» **TEXTE SOURCE**
Préface
- Type de publication : Chapitre d’ouvrage
- Ouvrage : L’Étoffe des hérauts. L'office d'armes dans l'Europe des Habsbourg à la Renaissance
- Pages : 11 à 18
- Collection : Bibliothèque d’histoire de la Renaissance, n° 16
Préface
En amont de ce grand livre se dissimule un labeur acharné, herculéen. « Plus oultre » pourrait avoir été la devise de son auteur. Car Pierre Couhault est un historien qui, afin de se fabriquer un capital documentaire, a beaucoup lu sur un objet qui exige la possession d’au moins quatre langues, outre le latin, et qui a aussi beaucoup lu dans la sphère des sciences humaines ou sociales, sans toutefois éprouver le besoin de prouver qu’il pense et conceptualise en fonction de ce que les maîtres à penser pensent. Sa démarche n’est pas une démarche visant à aller de procédures modélisatrices à l’interprétation via ces procédures ; bien au contraire, ce sont les sources qui font surgir des paradigmes analytiques et qui, dans ce livre, donnent à la démonstration une manière de spontanéité heuristique. Les maîtres à penser sont là, tapis dans l’ombre, mais ils ne prennent pas le dessus sur l’histoire qu’écrit Pierre Couhault, ne s’imposent pas à elle. Il y a là un exemple à suivre.

» **ÉNONCÉ**
Résumez la préface en deux phrases. Le listing n'a aucun lien avec la préface.

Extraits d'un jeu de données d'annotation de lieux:
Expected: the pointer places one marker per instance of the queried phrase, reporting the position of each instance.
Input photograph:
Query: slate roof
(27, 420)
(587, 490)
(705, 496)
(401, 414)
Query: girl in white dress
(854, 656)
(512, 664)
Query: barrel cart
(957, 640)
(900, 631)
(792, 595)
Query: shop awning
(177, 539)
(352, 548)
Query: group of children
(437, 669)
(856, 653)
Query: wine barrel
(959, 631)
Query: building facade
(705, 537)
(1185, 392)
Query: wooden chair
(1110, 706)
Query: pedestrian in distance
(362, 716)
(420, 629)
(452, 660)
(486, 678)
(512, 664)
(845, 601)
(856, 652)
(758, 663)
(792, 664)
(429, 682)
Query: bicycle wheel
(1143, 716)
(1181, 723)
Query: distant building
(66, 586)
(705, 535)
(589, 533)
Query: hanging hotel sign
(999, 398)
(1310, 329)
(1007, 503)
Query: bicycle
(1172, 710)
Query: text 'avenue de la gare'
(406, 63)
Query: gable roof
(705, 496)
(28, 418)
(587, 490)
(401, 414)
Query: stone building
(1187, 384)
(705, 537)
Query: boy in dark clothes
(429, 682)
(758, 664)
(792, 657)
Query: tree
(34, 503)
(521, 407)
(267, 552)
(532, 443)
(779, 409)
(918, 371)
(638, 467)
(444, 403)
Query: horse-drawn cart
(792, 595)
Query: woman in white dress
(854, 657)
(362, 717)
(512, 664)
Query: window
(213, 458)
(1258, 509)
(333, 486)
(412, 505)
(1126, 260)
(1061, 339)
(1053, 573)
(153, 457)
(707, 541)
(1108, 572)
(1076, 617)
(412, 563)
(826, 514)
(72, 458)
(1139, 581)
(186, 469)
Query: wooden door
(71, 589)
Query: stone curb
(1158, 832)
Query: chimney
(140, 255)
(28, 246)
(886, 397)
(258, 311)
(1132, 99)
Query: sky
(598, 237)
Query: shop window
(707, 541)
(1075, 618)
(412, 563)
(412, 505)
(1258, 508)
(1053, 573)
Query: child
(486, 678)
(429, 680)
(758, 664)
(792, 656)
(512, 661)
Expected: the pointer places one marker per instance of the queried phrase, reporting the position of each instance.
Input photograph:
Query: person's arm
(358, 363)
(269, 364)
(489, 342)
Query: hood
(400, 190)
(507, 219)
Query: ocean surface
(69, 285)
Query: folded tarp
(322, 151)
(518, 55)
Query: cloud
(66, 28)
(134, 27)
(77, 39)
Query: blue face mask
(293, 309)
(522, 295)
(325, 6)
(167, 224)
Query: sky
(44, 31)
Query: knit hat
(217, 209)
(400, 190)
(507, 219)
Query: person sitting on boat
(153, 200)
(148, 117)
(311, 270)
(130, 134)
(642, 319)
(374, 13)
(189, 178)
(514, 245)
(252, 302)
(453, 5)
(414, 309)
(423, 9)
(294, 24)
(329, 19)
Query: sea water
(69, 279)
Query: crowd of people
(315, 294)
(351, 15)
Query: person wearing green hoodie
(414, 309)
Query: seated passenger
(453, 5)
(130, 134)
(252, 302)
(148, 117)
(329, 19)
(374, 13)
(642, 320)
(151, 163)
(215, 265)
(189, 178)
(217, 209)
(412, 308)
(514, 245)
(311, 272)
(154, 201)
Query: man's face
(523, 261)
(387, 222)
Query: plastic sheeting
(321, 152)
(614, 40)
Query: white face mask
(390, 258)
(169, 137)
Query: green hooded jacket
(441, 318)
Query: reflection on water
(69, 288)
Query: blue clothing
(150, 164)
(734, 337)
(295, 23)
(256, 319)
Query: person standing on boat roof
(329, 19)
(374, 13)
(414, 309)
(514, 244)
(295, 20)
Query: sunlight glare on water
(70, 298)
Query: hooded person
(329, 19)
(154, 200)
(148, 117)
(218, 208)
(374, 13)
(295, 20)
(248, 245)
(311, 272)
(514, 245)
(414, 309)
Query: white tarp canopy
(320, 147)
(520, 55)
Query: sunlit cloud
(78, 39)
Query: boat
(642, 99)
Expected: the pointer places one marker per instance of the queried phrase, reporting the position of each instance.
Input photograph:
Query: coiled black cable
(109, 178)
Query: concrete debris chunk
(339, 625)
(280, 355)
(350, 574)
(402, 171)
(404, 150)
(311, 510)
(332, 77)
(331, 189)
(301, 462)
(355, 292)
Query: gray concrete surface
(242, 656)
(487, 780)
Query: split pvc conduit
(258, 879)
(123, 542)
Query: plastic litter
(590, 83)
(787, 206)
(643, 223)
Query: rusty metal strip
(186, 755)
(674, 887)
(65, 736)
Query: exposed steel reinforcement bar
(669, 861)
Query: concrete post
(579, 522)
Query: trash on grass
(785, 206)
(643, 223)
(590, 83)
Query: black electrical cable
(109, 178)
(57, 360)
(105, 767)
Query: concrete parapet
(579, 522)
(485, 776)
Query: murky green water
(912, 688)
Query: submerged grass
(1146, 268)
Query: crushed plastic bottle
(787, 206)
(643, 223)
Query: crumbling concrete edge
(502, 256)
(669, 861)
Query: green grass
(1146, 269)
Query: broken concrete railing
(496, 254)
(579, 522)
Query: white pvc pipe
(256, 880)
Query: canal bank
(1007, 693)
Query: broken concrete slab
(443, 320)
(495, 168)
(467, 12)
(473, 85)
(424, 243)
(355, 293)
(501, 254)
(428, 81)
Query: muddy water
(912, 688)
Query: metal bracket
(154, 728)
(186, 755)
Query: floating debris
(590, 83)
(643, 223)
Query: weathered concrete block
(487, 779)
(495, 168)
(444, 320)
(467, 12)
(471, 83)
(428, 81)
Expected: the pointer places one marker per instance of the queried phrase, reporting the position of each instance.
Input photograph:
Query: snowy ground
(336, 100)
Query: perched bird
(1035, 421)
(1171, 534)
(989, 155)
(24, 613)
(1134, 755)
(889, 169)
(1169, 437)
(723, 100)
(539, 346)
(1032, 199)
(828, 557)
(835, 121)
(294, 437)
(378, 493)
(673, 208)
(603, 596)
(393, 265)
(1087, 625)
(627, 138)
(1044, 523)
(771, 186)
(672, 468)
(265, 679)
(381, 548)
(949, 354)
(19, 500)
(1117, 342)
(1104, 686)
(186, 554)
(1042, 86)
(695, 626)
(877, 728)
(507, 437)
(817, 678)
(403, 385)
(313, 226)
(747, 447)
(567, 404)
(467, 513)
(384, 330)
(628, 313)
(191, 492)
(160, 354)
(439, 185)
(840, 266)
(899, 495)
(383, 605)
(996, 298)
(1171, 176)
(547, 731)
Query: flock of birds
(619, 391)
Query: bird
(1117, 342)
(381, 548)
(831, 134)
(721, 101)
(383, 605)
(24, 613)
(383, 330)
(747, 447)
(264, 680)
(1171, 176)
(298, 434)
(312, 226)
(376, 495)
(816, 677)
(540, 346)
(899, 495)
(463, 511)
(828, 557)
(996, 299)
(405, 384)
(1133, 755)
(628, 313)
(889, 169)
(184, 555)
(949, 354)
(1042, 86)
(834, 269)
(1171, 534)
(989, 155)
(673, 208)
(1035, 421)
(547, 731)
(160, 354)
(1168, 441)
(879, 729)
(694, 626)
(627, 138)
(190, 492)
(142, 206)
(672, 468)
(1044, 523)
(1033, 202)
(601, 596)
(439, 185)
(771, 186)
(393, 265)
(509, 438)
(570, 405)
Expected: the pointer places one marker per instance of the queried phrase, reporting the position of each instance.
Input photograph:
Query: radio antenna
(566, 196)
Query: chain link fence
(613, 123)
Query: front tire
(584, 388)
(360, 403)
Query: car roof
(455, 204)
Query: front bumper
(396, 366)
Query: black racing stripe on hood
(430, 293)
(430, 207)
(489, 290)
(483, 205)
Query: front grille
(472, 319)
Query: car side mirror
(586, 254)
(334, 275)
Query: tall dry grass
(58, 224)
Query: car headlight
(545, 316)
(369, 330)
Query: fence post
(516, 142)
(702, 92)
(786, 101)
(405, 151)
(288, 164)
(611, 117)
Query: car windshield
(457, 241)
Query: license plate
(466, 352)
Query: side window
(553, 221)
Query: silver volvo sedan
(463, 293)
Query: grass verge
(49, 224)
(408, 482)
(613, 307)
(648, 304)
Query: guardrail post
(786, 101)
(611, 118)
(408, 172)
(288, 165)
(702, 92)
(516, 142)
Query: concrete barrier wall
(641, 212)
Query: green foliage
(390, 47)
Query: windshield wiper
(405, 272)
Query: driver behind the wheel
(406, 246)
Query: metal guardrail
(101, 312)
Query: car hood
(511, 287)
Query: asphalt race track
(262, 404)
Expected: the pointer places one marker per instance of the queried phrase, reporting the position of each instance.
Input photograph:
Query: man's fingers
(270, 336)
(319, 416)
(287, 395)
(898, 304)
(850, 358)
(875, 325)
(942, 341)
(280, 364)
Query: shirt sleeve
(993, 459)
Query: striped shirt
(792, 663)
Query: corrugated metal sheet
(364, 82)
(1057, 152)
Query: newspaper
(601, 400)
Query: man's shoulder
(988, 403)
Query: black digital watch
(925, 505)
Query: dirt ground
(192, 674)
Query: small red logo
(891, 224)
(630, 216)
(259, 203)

» **SOLUTION**
Pour écrire ce livre, Pierre Couhault a beaucoup lu sur un objet qui exige au moins quatre langues en plus du latin, ainsi que dans le domaine des sciences humaines et sociales. Sa démarche ne part pas de procédures modélisatrices : ce sont les sources qui font surgir les paradigmes analytiques, et les maîtres à penser, bien que présents, ne s'imposent pas à l'histoire qu'il écrit.